- _Required work_
Please reproduce every line of the records below word for word, with nothing changed or left out.

══ Stored rows

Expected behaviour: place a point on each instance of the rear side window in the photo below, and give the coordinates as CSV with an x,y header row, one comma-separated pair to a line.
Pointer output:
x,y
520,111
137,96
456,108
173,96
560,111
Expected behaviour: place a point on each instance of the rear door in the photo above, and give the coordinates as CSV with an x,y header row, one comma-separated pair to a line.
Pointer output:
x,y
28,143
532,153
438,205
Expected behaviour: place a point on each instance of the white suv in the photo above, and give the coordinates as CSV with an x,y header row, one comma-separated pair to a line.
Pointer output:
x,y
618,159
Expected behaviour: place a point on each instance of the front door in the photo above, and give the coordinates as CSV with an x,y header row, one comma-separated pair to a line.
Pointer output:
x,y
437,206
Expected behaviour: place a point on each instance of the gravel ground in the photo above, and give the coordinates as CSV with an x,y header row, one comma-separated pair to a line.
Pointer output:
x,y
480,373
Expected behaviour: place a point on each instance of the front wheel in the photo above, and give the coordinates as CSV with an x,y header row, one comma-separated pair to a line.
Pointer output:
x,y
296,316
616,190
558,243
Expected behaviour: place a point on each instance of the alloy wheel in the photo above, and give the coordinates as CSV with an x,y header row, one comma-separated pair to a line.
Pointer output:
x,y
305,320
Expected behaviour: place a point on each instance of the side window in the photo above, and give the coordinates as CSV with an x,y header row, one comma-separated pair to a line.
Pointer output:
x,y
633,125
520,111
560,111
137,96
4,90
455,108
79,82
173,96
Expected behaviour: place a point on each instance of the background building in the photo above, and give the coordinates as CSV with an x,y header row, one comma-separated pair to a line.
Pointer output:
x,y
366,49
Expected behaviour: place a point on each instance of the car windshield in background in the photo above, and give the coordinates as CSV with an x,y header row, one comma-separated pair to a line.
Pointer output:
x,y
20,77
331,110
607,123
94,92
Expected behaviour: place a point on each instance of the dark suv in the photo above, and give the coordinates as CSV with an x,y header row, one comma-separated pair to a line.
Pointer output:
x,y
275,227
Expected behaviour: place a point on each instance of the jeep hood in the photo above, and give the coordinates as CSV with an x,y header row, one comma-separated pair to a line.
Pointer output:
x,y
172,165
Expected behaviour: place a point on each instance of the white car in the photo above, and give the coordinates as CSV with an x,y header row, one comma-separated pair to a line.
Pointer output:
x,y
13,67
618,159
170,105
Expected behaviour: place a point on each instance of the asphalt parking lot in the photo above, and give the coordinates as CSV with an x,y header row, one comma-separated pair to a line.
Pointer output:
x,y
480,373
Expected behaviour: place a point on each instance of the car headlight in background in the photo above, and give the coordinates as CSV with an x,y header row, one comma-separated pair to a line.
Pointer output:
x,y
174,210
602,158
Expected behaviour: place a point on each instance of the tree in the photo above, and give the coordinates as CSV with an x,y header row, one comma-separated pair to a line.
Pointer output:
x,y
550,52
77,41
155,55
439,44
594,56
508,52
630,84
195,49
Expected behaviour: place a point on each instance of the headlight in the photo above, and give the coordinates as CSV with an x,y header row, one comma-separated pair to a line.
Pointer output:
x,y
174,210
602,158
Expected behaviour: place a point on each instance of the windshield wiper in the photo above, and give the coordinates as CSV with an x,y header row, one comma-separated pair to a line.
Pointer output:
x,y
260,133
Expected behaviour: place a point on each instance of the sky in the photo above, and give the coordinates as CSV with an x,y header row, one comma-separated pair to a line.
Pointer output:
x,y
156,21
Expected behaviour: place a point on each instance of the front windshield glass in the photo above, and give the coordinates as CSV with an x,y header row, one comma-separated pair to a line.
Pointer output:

════

- _Final result_
Expected behaviour: place a point on each instance of the rear side window in the photo below, and give the coordinates as CSV with an x,y header row, one comma-separated pair to a line.
Pointer output:
x,y
520,111
137,96
456,108
173,96
560,111
Expected behaviour: place a point on each instance of the rear door in the photo above, and give the coordinates as CSV with an x,y header row, one comma-separated pair to a line.
Pointer output:
x,y
28,143
532,153
438,205
Expected behaviour: place a point on each instance of the white suv in the photo above, and give the coordinates as CSV with an x,y header row, one comma-separated pair to a line.
Pointer output:
x,y
618,159
Expected behaviour: place a point on each instance of the front door in the photo above, and give the coordinates as CSV with an x,y header row, one comma-separated pair to a line.
Pointer output:
x,y
437,206
Expected behaviour: place a point on each instance of the gravel ground in the photo above, and give the coordinates as CSV with an x,y header row, one comma-separated pair to a line.
Pointer output:
x,y
480,373
Expected behaviour: place a point on each instance of the front wheel in the photo above, and give the coordinates as CSV with an x,y header row, one comma-separated pair to a line.
Pointer output:
x,y
296,316
616,190
558,243
Expected behaviour: place a point on each instance of the alloy wheel in the photo above, and give the coordinates as CSV with an x,y header row, one comma-separated pair to a line.
Pointer output:
x,y
305,320
Expected behaviour: place a point on each instance of the side window in the photo above, and give the coordinates as CSV with an x,y header row, one comma-separated pair to a line.
Pointer output:
x,y
633,125
520,111
560,111
137,96
4,90
455,108
79,82
173,96
Expected behaviour: place a point on each instance of the background building in the photo above, and give the coordinates as CSV with an x,y header row, one comma-separated pair to a line.
Pointer output:
x,y
366,49
Expected behaviour: place a point on each instance of the car windshield in background in the photo above, and give the coordinates as CSV with an x,y header row, one comma-separated pair to a line.
Pointer output:
x,y
20,77
331,110
607,123
94,92
Expected behaviour: place a point on each instance of the dark suv in the photo above, and give the coordinates as CSV with an x,y header row, one comma-separated pair to a line.
Pointer output:
x,y
275,227
Expected behaviour: place a point on each instance of the jeep hood in the photo above, and give the coordinates as CSV with an x,y header row, one comma-separated pair to a line.
Pointer output:
x,y
172,165
Expected behaviour: place a point on each instance of the white car in the photo above, and give the coordinates as CSV with an x,y header row, one comma-separated pair to a line.
Pointer output:
x,y
13,67
618,159
170,105
Expected behaviour: place a point on each instance of the asphalt parking lot in the photo above, and give the coordinates as CSV with an x,y header row, one comma-separated pair to a line.
Pointer output:
x,y
480,373
Expected behaviour: place a point on each instance of the car headlight in background in the photo above, and give the coordinates as CSV with an x,y header row, one comma-separated pair to a line.
Pointer output:
x,y
174,210
602,158
Expected behaviour: place a point on each instance of the tree in the photo above, and give the coordinates as CSV with an x,y header row, one comma-separated pair to a line.
Pointer output:
x,y
550,52
77,41
155,55
439,44
594,56
508,52
630,84
195,49
Expected behaviour: place a point on each instance of the headlight in the photo above, and give the coordinates as CSV with an x,y header row, one comma-separated pair to a line.
Pointer output:
x,y
174,210
602,158
Expected behaviour: place a point on each instance of the windshield wiper in the photo above, and give the coordinates as CSV with an x,y header row, one comma-separated pair to a line.
Pointer output:
x,y
260,133
Expected behaviour: place a point on each instance of the sky in the photo above, and give the coordinates as CSV with an x,y header row, one comma-separated pair to a line.
Pointer output:
x,y
156,21
Expected behaviour: place a point on each instance of the front windshield glass in the photo above, and give the coordinates as CSV with an x,y header row, one comma-separated pair to a line.
Pointer output:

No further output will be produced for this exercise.